• What is needed: Rewrite the rows below, changing every "narrowboat" to "canal boat" and keeping everything else the same. Omit the pictures.

━━ Record list ━━

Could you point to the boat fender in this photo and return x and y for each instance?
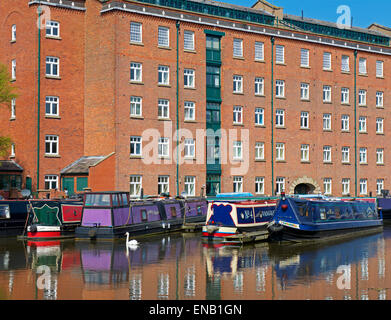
(92, 233)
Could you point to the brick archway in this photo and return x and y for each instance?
(306, 181)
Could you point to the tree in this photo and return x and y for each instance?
(7, 93)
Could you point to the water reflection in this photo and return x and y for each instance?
(179, 266)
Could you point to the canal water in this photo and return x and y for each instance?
(180, 267)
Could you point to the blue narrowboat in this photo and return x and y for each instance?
(108, 215)
(298, 219)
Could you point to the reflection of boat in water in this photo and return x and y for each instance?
(227, 261)
(297, 261)
(227, 218)
(312, 219)
(109, 262)
(108, 215)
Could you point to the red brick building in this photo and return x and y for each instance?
(263, 100)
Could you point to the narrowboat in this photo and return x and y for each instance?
(52, 219)
(231, 216)
(298, 219)
(13, 216)
(108, 215)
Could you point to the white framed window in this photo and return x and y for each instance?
(259, 86)
(52, 105)
(259, 185)
(259, 51)
(52, 29)
(136, 106)
(304, 58)
(280, 88)
(379, 125)
(363, 186)
(190, 185)
(259, 151)
(51, 182)
(379, 69)
(135, 185)
(51, 145)
(238, 48)
(327, 185)
(13, 108)
(52, 66)
(280, 151)
(379, 99)
(189, 150)
(345, 95)
(237, 184)
(164, 75)
(304, 91)
(163, 109)
(345, 154)
(345, 186)
(326, 93)
(380, 156)
(13, 69)
(13, 32)
(345, 123)
(362, 124)
(345, 64)
(188, 40)
(136, 32)
(363, 155)
(136, 72)
(362, 66)
(326, 61)
(280, 118)
(259, 116)
(136, 146)
(163, 147)
(280, 54)
(163, 37)
(189, 111)
(163, 184)
(379, 186)
(280, 185)
(237, 150)
(304, 120)
(237, 84)
(305, 152)
(238, 115)
(327, 154)
(327, 121)
(189, 78)
(362, 97)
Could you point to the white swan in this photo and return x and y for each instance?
(132, 244)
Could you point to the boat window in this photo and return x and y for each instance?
(4, 212)
(124, 199)
(144, 216)
(98, 200)
(114, 198)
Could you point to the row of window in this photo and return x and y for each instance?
(327, 185)
(52, 29)
(135, 183)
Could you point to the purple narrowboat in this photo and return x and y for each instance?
(109, 215)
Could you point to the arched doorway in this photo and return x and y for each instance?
(304, 188)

━━━

• Problem solution:
Could you point to the boat fender in this photo and return x and y for each instance?
(92, 233)
Could you point to the brick archway in this photo and return x and y for each instance?
(306, 181)
Could you point to the tree in this photo and return x and y for each instance?
(7, 93)
Could you point to the water reflection in this photo and return x and y for each instance?
(179, 266)
Could you point to the canal water in this photo and return x and y for each instance?
(180, 267)
Could you point to the blue canal boat in this photo and return x and y for each instance?
(108, 215)
(298, 219)
Could you point to the reflection of boat in water in this photo and return x and y for each instance?
(227, 261)
(297, 261)
(227, 218)
(312, 219)
(109, 262)
(108, 215)
Could you point to the red brick building in this photo and return x and y for each instance?
(263, 100)
Could you point to the canal boat in this photo and return x and y for each instance?
(52, 219)
(231, 216)
(298, 219)
(13, 216)
(108, 215)
Could you point to the white framed window in this photo and return x and y for each instance?
(259, 86)
(52, 105)
(259, 185)
(259, 51)
(52, 29)
(136, 106)
(304, 58)
(280, 88)
(379, 125)
(363, 186)
(190, 185)
(259, 151)
(51, 182)
(379, 69)
(135, 185)
(51, 145)
(238, 48)
(327, 185)
(13, 108)
(52, 66)
(280, 151)
(379, 99)
(189, 150)
(345, 95)
(237, 184)
(164, 75)
(304, 91)
(163, 109)
(345, 154)
(345, 186)
(326, 93)
(380, 156)
(13, 69)
(13, 32)
(345, 123)
(362, 124)
(345, 64)
(188, 40)
(136, 32)
(363, 155)
(136, 72)
(362, 66)
(326, 61)
(280, 118)
(259, 116)
(136, 146)
(163, 147)
(280, 54)
(163, 37)
(189, 111)
(163, 184)
(379, 186)
(280, 185)
(237, 150)
(304, 120)
(237, 84)
(305, 152)
(238, 115)
(327, 154)
(327, 121)
(189, 78)
(362, 97)
Could you point to the white swan in this photo and return x and y for each instance?
(132, 244)
Could you point to the boat window in this photo and return x and y for each instance?
(4, 212)
(124, 199)
(144, 216)
(98, 200)
(114, 198)
Could you point to the row of window in this photo and return x and y for each instance?
(327, 185)
(52, 29)
(135, 183)
Could you point to the purple canal boat in this photo and return x and y for each instance?
(109, 215)
Could you point to the arched doorway in this photo and return x and y for each instance?
(304, 188)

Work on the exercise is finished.